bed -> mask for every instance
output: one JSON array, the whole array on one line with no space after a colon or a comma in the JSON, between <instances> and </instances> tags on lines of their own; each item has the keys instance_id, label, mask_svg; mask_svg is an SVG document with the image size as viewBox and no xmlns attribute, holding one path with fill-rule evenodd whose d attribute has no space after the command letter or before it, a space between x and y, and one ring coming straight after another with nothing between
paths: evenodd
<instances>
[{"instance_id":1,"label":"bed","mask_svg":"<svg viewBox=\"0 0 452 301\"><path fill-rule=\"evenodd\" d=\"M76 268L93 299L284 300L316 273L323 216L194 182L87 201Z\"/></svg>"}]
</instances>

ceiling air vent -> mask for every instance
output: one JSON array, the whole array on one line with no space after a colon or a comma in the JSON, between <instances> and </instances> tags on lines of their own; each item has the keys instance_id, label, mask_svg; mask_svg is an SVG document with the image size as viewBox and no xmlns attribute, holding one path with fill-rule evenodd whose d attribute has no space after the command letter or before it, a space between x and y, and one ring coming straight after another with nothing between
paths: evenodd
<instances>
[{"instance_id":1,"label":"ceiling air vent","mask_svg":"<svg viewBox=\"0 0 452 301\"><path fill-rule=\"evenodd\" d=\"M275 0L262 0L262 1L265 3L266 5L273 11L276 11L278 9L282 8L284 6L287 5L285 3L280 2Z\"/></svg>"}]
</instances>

→ Short task
Copy out all the rows above character for character, changing nothing and leaving nothing out.

→ Task output
bed -> mask for every instance
output: one JSON array, the whole array on one line with no space after a colon or a comma in the JSON, between <instances> and </instances> tags on lines of their own; each item has the keys instance_id, label, mask_svg; mask_svg is an SVG document with the image size as viewBox and no xmlns attribute, holding one path with fill-rule evenodd whose d attribute has no space after the command letter or before it, a space between x and y, and one ring coming straight after another with nothing between
paths: evenodd
<instances>
[{"instance_id":1,"label":"bed","mask_svg":"<svg viewBox=\"0 0 452 301\"><path fill-rule=\"evenodd\" d=\"M76 268L93 299L284 300L316 273L323 216L194 182L87 201Z\"/></svg>"}]
</instances>

ceiling air vent -> mask for every instance
output: one JSON array, the whole array on one line with no space after a colon or a comma in the JSON, between <instances> and </instances> tags on lines of their own; each item has the keys instance_id, label, mask_svg; mask_svg is an SVG document with the image size as viewBox and no xmlns attribute, holding one path with fill-rule evenodd whose d attribute has no space after the command letter or before it, a space between x and y, and one ring coming straight after another with nothing between
paths: evenodd
<instances>
[{"instance_id":1,"label":"ceiling air vent","mask_svg":"<svg viewBox=\"0 0 452 301\"><path fill-rule=\"evenodd\" d=\"M275 0L262 0L262 1L265 3L266 5L273 11L276 11L278 9L282 8L284 6L287 5L285 3L280 2Z\"/></svg>"}]
</instances>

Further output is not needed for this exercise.